> [What is being asked] Please pick out each line in the items below that contains the word "rugby" and copy those lines unchanged.

# Start of Entries

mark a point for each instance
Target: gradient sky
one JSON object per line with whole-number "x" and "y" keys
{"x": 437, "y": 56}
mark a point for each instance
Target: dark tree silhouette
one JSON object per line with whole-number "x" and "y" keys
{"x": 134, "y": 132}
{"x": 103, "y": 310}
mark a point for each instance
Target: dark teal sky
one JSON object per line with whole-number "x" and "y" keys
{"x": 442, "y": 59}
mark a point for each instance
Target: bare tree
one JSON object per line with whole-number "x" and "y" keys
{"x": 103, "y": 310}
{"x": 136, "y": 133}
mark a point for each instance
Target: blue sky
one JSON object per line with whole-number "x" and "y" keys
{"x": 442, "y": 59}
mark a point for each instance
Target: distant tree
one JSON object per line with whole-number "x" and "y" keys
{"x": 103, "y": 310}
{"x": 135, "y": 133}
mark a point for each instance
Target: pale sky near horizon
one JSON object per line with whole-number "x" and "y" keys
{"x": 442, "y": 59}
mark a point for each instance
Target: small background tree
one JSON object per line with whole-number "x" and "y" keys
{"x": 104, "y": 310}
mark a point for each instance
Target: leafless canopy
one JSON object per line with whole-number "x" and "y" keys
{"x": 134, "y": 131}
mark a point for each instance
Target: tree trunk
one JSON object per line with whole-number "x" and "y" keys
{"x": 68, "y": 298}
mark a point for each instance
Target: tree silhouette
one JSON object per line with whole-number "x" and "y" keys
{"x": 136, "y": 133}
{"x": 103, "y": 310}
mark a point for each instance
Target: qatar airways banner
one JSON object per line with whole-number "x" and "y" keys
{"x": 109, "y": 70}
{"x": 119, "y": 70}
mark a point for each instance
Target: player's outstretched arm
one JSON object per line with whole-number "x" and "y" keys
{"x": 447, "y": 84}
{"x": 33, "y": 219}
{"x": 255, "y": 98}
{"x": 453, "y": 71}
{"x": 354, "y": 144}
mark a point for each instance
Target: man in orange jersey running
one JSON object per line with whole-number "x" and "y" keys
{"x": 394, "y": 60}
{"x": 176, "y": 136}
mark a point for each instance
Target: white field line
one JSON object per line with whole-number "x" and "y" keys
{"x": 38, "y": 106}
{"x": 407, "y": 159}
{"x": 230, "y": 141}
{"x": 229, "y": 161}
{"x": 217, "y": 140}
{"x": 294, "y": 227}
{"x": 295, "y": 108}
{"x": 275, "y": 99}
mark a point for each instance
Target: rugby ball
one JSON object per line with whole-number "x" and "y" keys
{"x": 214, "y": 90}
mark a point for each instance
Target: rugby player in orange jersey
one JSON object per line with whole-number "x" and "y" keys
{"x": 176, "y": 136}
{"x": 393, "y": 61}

# End of Entries

> [Response below]
Target: rugby ball
Target: rugby player in orange jersey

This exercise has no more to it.